> _Document segment_:
----
The challenge of the pastorate requires the leader to be focused on many different areas at the same time. It is easy to get caught up “in” doing the tasks that need to be accomplished but unable to find the time to work “on” the ministry. In The Emotionally Healthy Church, Peter Scazzero says, “When our life with God isn’t sufficient to sustain our work for God, we will find ourselves struggling with our integrity.”

Before we can even differentiate between the “out’ and “in” we must first make sure that we are not just doing the work of God but that we are being who He want us to be. The doing is easier and can produce a false sense of spirituality and accomplishment. Hal Seed has said, “The temptation of pastors is to spend 90% of their time working ‘in’ their ministry instead of ‘on’ their ministry.”

In 1992, we headed to Northern Illinois to be church planters. Our first Sunday we had 13 present and my family comprised five of those in attendance. We began doing the things we believed that needed to be done. We had to do it all and actually enjoyed controlling everything from printing the bulletin to planning every activity. The problem is that as the church grows it is not healthy for one person to oversee and run everything.

The smaller the church is, the more it tends to run on individual talents but the larger the church becomes, the more it requires systems. If one person is in charge of a ministry and something happens to that individual then the ministry comes to a screeching halt. Don’t build your systems around one person but rather find a group of people to run them together. Always think in terms of a ministry team that builds a system for each ministry.

So, what does it look like to be working “in” the ministry of your church? This includes tasks that are important and usually necessary. However, these tasks are focused more on maintaining and caring for what is already in place and functioning. Working “in” ministry includes sermon preparation, counseling, teaching a class, overseeing a ministry event, and many other regular duties of the ministry.

Working “on” the ministry involves evaluating the effectiveness of present ministries, determining the vision and long range goals of the church, developing new ministries and new outreach opportunities. The key difference is between maintenance (not all bad) and creating and considering new approaches (not all good). Working “on” the ministry means to spend time thinking about what needs to be done, when it should be done, and who is going to be in charge of making sure it happens.

Here are a few things to consider in how to work “on” your ministry!

First, listen to the advice of others around you. You do not need to, nor should you, control everything. The leader is the primary influencer but remember there are godly people around you who have better ideas than you do. Listen well!

Second, develop a team of thinkers who can speak unfiltered into every situation. That may be a little scary, but if they only feel comfortable enough to tell you 90% of what you need to know then there is a 100% chance you will make the wrong decision.

Third, continue to develop as a leader through reading, mentoring, and training. Somebody out there knows what you need to know and you need to find out who that somebody is and learn from them. Great leaders are life-long learners.

Fourth, see crisis and challenges as opportunities. All of the polls and the research tell us that more people than ever before are turning away from the church. We should see this as a great opportunity to figure out how we can reach the greatest unchurched population ever.
----
> _Exercise task A_: Retype the portion of the passage on pastoral leadership extending from "First, listen to" down to "do. Listen well!" with no changes.
> _Exercise task B_: According to the passage on pastoral leadership, how many people were present on the first Sunday after the move to Northern Illinois in 1992?

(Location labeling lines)
----
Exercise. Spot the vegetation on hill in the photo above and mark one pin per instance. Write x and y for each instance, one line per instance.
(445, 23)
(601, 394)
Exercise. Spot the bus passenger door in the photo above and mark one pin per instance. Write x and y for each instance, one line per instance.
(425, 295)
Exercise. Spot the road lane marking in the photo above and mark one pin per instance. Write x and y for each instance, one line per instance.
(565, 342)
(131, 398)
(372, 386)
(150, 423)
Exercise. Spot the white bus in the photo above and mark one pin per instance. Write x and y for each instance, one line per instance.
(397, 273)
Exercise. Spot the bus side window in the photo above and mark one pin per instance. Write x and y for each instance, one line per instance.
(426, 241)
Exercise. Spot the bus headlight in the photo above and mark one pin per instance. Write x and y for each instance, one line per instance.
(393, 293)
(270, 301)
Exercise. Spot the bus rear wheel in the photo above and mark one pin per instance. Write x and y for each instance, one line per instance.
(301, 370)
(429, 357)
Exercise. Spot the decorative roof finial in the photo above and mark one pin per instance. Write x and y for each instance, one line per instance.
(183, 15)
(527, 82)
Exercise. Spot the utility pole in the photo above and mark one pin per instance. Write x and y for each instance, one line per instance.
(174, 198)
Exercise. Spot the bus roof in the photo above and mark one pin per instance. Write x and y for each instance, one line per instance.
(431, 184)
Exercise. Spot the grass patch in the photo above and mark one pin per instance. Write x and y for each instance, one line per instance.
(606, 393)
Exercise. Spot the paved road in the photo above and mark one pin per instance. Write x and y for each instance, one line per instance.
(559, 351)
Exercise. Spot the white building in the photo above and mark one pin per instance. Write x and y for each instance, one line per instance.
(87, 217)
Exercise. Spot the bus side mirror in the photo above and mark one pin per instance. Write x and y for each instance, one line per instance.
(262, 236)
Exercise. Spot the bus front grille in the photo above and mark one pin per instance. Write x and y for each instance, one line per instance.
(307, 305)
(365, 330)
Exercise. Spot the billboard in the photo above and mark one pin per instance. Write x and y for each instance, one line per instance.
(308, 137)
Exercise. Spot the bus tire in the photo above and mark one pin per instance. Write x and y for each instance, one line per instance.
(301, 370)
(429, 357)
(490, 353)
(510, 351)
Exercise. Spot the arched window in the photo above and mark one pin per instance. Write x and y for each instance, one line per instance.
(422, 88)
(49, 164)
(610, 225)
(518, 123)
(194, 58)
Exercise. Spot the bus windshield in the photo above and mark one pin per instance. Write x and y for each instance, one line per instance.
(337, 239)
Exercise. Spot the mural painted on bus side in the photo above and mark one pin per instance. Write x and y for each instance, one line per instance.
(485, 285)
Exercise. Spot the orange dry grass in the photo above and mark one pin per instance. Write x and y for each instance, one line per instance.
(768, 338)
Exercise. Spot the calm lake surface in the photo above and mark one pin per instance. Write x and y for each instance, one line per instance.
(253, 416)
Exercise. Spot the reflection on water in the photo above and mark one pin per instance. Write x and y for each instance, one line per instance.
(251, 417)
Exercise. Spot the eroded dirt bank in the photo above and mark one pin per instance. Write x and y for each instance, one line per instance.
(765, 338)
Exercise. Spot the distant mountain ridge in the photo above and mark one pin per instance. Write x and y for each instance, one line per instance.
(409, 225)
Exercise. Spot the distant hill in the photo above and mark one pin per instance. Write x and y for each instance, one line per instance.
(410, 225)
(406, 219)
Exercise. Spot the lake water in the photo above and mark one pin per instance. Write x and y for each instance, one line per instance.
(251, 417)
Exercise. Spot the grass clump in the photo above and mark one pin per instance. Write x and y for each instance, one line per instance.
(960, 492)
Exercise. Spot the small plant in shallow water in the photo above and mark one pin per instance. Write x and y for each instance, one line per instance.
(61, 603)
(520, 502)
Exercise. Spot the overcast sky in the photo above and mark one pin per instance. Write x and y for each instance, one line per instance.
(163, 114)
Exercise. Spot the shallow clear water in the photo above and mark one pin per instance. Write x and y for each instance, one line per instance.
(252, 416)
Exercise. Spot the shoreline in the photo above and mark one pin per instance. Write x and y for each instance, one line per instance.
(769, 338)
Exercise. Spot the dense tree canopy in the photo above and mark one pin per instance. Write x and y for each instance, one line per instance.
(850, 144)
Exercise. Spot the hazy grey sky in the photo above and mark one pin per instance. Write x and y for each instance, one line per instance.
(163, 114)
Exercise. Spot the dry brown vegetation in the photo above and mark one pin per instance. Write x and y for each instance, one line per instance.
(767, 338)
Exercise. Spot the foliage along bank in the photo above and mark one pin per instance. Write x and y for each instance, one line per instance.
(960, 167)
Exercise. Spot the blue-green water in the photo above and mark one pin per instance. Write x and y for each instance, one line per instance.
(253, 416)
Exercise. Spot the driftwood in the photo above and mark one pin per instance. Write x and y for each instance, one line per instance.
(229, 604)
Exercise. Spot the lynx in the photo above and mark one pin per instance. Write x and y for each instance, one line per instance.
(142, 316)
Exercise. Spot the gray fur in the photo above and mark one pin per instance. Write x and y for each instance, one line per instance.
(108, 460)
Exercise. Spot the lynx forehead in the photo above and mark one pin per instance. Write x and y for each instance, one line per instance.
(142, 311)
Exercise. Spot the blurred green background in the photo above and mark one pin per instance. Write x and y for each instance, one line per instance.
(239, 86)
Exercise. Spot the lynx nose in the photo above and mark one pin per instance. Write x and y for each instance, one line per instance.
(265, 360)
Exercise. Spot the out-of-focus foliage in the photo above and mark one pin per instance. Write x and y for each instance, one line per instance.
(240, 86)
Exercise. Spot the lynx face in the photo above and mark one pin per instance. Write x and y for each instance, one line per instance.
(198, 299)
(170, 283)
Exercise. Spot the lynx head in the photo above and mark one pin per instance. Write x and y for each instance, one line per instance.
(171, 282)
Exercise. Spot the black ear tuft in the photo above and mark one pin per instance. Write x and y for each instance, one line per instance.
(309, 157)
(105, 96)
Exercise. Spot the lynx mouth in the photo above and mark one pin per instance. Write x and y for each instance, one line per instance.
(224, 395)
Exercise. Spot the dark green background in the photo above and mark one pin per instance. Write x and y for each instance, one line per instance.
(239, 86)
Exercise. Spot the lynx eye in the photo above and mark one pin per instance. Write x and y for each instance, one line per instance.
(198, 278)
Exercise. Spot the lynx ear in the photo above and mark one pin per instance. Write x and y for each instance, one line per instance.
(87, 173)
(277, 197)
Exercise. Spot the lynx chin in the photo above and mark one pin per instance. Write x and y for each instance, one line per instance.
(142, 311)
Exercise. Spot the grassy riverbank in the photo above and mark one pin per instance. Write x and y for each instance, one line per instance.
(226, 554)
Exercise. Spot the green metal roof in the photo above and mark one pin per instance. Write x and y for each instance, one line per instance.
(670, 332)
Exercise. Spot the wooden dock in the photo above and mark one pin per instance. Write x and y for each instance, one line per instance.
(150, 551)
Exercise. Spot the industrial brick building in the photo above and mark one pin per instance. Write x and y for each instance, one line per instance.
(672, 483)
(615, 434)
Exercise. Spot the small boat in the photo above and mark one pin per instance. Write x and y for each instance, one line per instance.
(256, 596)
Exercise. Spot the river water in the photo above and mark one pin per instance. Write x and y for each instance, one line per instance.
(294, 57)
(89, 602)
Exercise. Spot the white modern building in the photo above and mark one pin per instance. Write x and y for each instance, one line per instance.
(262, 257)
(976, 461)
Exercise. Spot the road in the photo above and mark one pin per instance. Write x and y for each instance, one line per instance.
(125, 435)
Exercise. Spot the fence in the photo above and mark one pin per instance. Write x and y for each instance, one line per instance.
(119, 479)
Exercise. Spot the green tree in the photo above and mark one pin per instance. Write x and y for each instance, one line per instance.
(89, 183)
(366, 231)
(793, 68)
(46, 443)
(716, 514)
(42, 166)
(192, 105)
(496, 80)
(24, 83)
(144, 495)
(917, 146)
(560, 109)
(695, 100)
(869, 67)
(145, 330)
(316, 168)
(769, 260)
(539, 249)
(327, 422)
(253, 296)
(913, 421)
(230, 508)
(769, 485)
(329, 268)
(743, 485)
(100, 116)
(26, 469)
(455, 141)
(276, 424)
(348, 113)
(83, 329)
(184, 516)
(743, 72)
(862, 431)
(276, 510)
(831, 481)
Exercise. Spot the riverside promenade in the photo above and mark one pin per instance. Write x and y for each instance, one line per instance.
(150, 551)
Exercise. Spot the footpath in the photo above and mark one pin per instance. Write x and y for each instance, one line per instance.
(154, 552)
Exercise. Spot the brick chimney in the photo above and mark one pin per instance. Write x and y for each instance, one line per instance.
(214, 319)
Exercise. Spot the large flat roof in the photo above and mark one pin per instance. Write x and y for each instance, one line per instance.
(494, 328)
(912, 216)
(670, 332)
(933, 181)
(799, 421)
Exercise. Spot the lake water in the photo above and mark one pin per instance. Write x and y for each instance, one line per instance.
----
> _Written solution A_:
First, listen to the advice of others around you. You do not need to, nor should you, control everything. The leader is the primary influencer but remember there are godly people around you who have better ideas than you do. Listen well!

> _Written solution B_: Thirteen people were present.